PROVIDED INFORMATION:
━━━
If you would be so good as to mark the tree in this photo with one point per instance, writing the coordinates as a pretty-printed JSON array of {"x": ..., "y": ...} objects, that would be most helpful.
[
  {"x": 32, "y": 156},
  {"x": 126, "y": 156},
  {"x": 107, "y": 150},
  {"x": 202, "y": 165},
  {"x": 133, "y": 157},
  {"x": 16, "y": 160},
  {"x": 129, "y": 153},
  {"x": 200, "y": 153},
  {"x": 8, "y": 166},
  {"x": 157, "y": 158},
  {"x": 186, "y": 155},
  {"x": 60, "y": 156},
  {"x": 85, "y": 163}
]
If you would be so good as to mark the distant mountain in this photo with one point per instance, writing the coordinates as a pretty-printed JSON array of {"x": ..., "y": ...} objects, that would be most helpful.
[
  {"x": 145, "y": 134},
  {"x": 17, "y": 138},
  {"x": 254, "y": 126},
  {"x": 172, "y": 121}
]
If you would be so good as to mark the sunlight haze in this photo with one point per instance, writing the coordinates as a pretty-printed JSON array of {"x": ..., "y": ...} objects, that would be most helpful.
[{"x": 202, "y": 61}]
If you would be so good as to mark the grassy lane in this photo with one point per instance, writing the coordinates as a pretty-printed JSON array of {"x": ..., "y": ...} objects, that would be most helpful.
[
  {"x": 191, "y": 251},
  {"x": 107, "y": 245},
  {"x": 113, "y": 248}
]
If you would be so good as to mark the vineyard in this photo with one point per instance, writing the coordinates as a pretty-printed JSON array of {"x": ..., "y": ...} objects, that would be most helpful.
━━━
SHORT EXERCISE:
Output every line of the material above as a Markdown table with the columns Row and Line, numbering the rows in order and leaving out blank lines.

SOLUTION FOR THIS PROBLEM:
| Row | Line |
|---|---|
| 1 | If you would be so good as to mark the tree in this photo with one point per instance, writing the coordinates as a pretty-printed JSON array of {"x": ..., "y": ...} objects, that would be most helpful. |
| 2 | [ |
| 3 |   {"x": 32, "y": 156}, |
| 4 |   {"x": 126, "y": 156}, |
| 5 |   {"x": 107, "y": 150}, |
| 6 |   {"x": 202, "y": 165}, |
| 7 |   {"x": 133, "y": 157}, |
| 8 |   {"x": 16, "y": 160}, |
| 9 |   {"x": 129, "y": 153}, |
| 10 |   {"x": 200, "y": 153}, |
| 11 |   {"x": 8, "y": 166}, |
| 12 |   {"x": 157, "y": 158}, |
| 13 |   {"x": 186, "y": 155}, |
| 14 |   {"x": 60, "y": 156}, |
| 15 |   {"x": 85, "y": 163} |
| 16 | ] |
| 17 | If you would be so good as to mark the distant mountain in this photo with one point per instance, writing the coordinates as a pretty-printed JSON array of {"x": ..., "y": ...} objects, that would be most helpful. |
| 18 | [ |
| 19 |   {"x": 145, "y": 134}, |
| 20 |   {"x": 17, "y": 138}, |
| 21 |   {"x": 254, "y": 126}, |
| 22 |   {"x": 172, "y": 121} |
| 23 | ] |
| 24 | If you would be so good as to mark the sunlight haze in this photo with one point per instance, writing the coordinates as a pretty-printed JSON array of {"x": ..., "y": ...} objects, that would be most helpful. |
| 25 | [{"x": 202, "y": 61}] |
| 26 | If you would be so good as to mark the grassy lane in this photo with one point per instance, writing the coordinates as a pretty-printed JSON array of {"x": ..., "y": ...} objects, that would be most helpful. |
| 27 | [ |
| 28 |   {"x": 191, "y": 251}, |
| 29 |   {"x": 107, "y": 245}, |
| 30 |   {"x": 113, "y": 248} |
| 31 | ] |
| 32 | If you would be so good as to mark the vineyard in this photo with one point per instance, writing the coordinates as a pretty-printed JSON array of {"x": ..., "y": ...} objects, that would be most helpful. |